--- start Provided data ---

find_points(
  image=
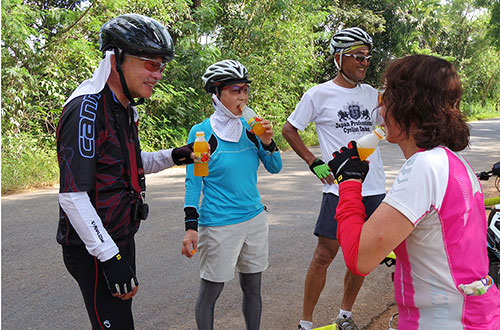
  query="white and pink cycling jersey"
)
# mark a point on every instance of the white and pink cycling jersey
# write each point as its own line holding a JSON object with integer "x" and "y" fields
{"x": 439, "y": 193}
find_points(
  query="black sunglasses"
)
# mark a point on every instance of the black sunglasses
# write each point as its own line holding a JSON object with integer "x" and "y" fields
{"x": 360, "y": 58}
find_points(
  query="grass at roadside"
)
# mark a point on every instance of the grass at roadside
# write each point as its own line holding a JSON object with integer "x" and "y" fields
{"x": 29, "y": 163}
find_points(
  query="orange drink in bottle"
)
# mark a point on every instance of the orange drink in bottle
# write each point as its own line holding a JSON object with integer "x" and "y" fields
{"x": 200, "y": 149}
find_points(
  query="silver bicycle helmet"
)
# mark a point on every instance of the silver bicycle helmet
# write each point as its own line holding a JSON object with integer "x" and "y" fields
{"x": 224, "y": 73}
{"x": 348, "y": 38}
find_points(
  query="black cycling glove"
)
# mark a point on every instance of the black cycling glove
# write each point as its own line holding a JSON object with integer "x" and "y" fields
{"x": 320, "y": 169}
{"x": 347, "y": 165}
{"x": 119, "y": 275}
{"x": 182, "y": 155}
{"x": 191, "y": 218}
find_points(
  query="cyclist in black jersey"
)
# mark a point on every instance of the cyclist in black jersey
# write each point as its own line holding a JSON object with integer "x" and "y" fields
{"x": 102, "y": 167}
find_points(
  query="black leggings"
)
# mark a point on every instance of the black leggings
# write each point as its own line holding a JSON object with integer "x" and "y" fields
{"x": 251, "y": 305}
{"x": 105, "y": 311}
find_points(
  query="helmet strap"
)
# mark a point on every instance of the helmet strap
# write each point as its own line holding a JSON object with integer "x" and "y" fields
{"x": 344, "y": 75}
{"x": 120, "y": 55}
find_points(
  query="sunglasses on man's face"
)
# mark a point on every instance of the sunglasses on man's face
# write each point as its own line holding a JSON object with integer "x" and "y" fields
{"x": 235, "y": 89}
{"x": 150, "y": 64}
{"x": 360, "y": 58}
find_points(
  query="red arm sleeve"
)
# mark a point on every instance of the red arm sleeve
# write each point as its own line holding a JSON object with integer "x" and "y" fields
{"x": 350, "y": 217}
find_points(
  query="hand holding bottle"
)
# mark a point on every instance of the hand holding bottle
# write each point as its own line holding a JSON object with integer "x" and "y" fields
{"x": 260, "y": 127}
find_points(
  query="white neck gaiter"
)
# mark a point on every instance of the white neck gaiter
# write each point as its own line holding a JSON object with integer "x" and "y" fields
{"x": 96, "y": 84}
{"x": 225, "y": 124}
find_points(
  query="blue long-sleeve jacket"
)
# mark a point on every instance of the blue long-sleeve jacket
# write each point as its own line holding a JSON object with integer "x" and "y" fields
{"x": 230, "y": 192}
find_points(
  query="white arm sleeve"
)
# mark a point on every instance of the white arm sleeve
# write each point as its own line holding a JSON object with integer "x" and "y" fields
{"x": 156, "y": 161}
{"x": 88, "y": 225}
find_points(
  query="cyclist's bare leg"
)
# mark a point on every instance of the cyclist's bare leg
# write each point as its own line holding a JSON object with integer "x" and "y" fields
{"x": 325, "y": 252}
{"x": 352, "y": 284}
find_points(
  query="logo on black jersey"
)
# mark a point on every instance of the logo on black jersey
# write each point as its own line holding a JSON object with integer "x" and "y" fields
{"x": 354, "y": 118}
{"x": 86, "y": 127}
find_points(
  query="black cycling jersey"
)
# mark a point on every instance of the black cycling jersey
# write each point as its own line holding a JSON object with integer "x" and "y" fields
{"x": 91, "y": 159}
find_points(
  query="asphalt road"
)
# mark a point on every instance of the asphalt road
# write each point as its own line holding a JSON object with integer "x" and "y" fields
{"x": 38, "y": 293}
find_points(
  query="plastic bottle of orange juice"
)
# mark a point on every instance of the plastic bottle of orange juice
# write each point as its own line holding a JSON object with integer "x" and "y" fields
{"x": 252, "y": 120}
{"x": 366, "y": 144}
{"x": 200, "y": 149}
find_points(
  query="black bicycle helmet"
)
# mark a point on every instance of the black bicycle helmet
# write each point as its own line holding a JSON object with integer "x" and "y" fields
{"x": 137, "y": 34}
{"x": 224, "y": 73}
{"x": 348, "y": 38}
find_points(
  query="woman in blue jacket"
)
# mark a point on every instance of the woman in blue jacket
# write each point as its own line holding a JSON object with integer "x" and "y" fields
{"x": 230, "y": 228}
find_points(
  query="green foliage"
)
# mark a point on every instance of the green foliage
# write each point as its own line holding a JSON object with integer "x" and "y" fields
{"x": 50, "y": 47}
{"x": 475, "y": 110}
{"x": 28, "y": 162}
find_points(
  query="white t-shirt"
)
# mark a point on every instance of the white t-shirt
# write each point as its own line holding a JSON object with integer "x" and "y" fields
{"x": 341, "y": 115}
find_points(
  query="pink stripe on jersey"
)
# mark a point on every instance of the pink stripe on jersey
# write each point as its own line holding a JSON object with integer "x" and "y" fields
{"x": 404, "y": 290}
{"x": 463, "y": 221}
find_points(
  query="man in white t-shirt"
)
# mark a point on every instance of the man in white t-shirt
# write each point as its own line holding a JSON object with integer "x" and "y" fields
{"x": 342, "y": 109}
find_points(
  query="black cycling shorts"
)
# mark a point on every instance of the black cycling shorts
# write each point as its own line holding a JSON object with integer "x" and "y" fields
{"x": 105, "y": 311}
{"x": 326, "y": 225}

--- end Provided data ---
--- start Provided data ---

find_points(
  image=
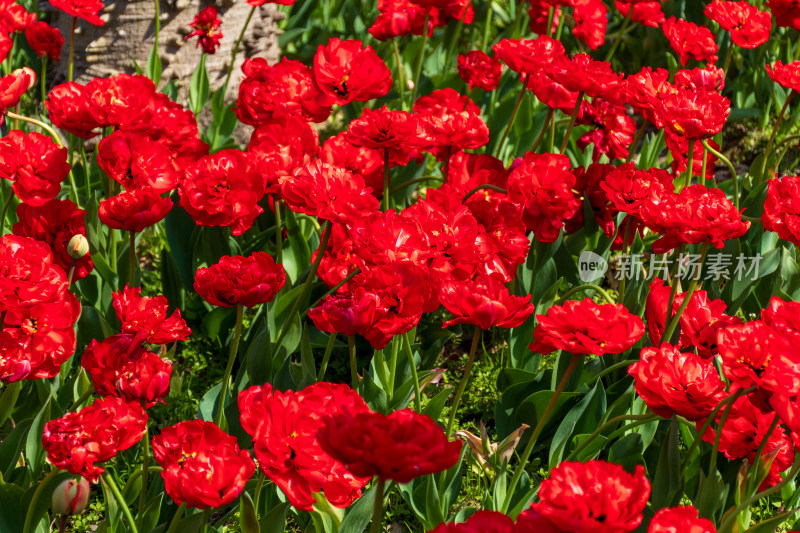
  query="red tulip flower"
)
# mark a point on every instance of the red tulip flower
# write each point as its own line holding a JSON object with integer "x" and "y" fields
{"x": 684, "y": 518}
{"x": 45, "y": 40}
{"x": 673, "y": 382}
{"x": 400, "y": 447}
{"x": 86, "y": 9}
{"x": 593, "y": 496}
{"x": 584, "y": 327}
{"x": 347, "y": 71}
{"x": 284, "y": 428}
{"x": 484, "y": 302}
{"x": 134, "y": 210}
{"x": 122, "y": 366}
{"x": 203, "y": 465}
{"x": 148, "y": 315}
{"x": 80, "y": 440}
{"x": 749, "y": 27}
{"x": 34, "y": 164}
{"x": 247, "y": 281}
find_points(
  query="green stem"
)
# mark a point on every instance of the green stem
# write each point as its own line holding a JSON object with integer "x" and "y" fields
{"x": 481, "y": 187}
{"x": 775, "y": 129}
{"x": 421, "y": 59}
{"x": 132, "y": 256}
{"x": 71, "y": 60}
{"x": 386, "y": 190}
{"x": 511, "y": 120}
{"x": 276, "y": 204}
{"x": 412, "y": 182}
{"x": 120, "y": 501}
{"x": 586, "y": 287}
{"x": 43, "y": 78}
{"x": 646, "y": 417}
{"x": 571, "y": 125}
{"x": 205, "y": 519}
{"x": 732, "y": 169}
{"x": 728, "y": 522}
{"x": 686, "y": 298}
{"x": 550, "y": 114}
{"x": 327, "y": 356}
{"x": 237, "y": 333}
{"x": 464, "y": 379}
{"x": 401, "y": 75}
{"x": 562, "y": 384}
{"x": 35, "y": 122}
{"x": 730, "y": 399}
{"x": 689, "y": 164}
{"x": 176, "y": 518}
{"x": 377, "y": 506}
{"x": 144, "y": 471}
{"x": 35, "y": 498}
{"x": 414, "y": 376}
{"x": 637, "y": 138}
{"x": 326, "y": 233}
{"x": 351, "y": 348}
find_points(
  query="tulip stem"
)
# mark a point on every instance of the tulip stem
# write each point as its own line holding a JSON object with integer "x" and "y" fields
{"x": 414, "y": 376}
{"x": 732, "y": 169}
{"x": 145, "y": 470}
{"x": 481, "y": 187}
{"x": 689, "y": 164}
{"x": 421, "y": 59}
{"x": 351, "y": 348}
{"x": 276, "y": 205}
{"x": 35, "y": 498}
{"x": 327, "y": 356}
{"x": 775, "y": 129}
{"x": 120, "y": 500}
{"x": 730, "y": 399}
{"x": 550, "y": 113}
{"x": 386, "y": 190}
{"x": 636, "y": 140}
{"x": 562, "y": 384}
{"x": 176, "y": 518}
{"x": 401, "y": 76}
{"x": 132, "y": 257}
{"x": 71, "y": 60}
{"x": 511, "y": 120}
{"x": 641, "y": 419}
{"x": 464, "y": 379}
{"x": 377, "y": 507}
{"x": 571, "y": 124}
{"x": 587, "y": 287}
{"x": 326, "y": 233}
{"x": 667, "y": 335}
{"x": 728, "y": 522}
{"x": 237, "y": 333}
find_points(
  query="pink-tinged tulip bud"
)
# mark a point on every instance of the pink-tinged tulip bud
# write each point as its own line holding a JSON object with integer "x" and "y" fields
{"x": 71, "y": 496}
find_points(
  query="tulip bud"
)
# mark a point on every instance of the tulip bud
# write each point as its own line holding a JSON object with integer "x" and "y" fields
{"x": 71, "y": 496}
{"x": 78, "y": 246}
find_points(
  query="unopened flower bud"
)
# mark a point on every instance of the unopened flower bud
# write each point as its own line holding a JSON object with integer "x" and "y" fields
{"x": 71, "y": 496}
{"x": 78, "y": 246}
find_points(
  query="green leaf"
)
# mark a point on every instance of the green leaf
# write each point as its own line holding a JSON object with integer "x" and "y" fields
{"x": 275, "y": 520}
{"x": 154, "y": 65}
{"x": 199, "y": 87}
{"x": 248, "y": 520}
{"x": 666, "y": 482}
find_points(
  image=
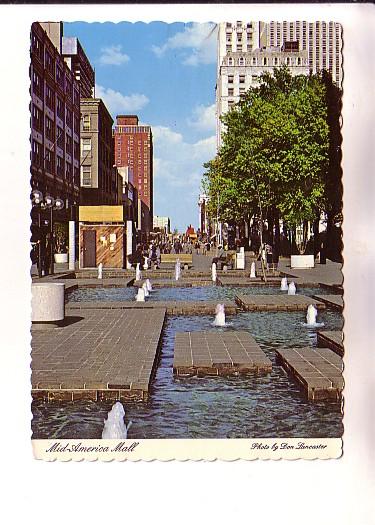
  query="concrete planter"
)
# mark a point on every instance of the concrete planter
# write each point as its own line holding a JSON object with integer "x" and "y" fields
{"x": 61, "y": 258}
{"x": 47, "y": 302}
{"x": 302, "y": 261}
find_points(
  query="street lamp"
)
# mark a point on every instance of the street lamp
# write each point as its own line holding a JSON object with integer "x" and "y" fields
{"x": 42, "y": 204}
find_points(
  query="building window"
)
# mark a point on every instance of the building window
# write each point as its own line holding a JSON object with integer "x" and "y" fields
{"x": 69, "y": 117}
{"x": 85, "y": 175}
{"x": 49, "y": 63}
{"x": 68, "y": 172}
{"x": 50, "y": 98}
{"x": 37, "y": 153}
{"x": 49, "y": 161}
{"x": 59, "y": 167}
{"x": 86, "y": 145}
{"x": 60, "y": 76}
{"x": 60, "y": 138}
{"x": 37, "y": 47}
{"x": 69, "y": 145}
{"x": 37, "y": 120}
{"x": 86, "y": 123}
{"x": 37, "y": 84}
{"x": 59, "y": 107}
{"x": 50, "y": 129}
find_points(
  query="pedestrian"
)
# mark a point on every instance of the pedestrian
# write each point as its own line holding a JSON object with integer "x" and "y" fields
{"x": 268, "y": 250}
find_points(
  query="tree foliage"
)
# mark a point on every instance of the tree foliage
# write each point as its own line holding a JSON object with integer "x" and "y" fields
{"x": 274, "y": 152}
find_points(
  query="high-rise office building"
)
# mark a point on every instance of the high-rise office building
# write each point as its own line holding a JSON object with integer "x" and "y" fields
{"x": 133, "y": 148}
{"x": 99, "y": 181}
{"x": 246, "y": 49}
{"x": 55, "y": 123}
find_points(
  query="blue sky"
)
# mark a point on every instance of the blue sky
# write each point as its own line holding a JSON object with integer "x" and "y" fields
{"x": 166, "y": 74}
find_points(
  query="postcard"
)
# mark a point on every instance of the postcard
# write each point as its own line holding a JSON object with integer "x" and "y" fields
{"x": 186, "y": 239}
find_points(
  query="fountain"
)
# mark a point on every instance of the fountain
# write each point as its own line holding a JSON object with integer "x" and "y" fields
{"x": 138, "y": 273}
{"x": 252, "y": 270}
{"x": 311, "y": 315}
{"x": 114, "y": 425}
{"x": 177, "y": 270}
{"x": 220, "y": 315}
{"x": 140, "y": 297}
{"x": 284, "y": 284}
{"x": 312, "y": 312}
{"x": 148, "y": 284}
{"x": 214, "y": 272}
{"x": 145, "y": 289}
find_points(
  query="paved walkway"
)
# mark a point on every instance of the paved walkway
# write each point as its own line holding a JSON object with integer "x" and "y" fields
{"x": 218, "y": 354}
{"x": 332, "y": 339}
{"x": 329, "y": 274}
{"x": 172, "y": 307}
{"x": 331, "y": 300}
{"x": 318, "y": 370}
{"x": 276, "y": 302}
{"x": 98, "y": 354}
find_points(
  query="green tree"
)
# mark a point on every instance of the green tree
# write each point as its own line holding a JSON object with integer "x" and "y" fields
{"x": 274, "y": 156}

--- end Provided data ---

State how many lines of the records above contain the string "paved", treating uppercase and lowercase as distinct, and give only that number.

2